-- START OF DATA FOR THE TASK --

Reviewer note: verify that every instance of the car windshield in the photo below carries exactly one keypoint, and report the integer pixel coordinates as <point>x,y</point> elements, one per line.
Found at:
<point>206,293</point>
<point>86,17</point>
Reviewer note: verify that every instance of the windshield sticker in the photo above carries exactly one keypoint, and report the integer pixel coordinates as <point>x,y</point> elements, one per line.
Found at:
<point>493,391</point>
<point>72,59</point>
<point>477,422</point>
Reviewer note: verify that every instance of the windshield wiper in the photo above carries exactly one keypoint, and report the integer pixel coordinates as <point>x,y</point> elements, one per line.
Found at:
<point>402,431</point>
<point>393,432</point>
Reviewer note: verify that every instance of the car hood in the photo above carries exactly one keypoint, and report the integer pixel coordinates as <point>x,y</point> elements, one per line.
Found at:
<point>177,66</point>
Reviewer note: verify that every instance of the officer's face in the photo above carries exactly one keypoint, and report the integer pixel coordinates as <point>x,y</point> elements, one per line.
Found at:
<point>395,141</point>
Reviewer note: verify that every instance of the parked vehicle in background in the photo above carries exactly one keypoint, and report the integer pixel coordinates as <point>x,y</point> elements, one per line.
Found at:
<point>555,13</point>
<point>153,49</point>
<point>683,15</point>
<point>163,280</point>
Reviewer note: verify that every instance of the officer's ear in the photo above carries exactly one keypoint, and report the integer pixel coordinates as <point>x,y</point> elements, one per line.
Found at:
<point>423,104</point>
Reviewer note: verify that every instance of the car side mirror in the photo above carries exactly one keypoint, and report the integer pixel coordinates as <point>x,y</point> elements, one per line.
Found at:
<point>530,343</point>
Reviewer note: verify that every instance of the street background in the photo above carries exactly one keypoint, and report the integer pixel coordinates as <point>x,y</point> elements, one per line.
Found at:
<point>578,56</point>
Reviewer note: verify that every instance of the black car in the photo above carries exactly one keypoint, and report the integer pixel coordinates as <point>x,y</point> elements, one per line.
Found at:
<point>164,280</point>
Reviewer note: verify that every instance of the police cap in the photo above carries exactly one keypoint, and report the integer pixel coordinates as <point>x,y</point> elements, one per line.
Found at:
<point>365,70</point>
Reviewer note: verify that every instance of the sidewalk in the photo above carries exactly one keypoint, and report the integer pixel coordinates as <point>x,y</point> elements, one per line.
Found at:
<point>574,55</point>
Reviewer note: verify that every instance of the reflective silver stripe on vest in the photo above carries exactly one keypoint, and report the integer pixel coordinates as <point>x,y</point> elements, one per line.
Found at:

-- END OF DATA FOR THE TASK --

Reproduce each entry exactly, leaving out nothing.

## WRITTEN RESPONSE
Reviewer note: verify that every instance of the car windshield in the photo below carries exactly one keypoint, and report the integer pixel coordinates as <point>x,y</point> elements, one per line.
Found at:
<point>206,293</point>
<point>86,17</point>
Reviewer note: verify that every instance of the windshield sticker in the photo above carries exactly one keypoint, and report the integer pixel coordinates as <point>x,y</point> elements, one per line.
Found at:
<point>493,391</point>
<point>72,59</point>
<point>477,422</point>
Reviewer note: verify that every instance of the windshield wiper in the photo above carries exactly one keypoint, and report the integer pixel coordinates as <point>x,y</point> elements, one per line.
Found at:
<point>402,431</point>
<point>393,432</point>
Reviewer note: verify that every instance of the car hood in the photo above carries exactly one keypoint, and report the integer pixel coordinates as <point>x,y</point> elements, one per line.
Found at:
<point>177,66</point>
Reviewer note: verify that every instance of the officer's face in the photo above carries exactly one keypoint, and report the integer pixel coordinates as <point>x,y</point> elements, one per line.
Found at:
<point>395,141</point>
Reviewer note: verify that every instance of the parked vehicle in background in the photo above carries exactly one keypoint, and report the integer pixel coordinates as <point>x,y</point> elements, one per line.
Found at:
<point>555,13</point>
<point>153,49</point>
<point>683,15</point>
<point>163,280</point>
Reviewer note: verify that every instance of the officer's ear in the photo above carries exactly one keypoint, and report the integer pixel coordinates as <point>x,y</point> elements, one per line.
Found at:
<point>423,104</point>
Reviewer note: verify that every instance of the car side mirror in the photo above carries exactly one keypoint, and report the integer pixel coordinates as <point>x,y</point> elements, one per line.
Found at:
<point>530,343</point>
Reviewer note: verify that every instance of the street background in the photo above carries exactly one keypoint, and report the integer pixel coordinates as <point>x,y</point> elements, one per line.
Found at:
<point>578,56</point>
Reviewer note: verify that every instance of the black car in the photo above carries exactly one keypoint, and report the integer pixel coordinates as <point>x,y</point> elements, one per line.
Found at:
<point>164,280</point>
Reviewer note: verify that every instance of the police cap in the photo above carries exactly one keypoint, and report the integer pixel coordinates as <point>x,y</point> elements, one per line.
Found at:
<point>365,70</point>
Reviewer note: verify that every instance of the sidewalk in the photo above carries exactly one keypoint, and report the integer pixel coordinates as <point>x,y</point> elements, one per line.
Found at:
<point>574,55</point>
Reviewer note: verify that every instance of the reflective silver stripe on vest in the photo above carries exactly one keypoint, and report the integer pixel coordinates as <point>x,y</point> elements, one per line.
Found at:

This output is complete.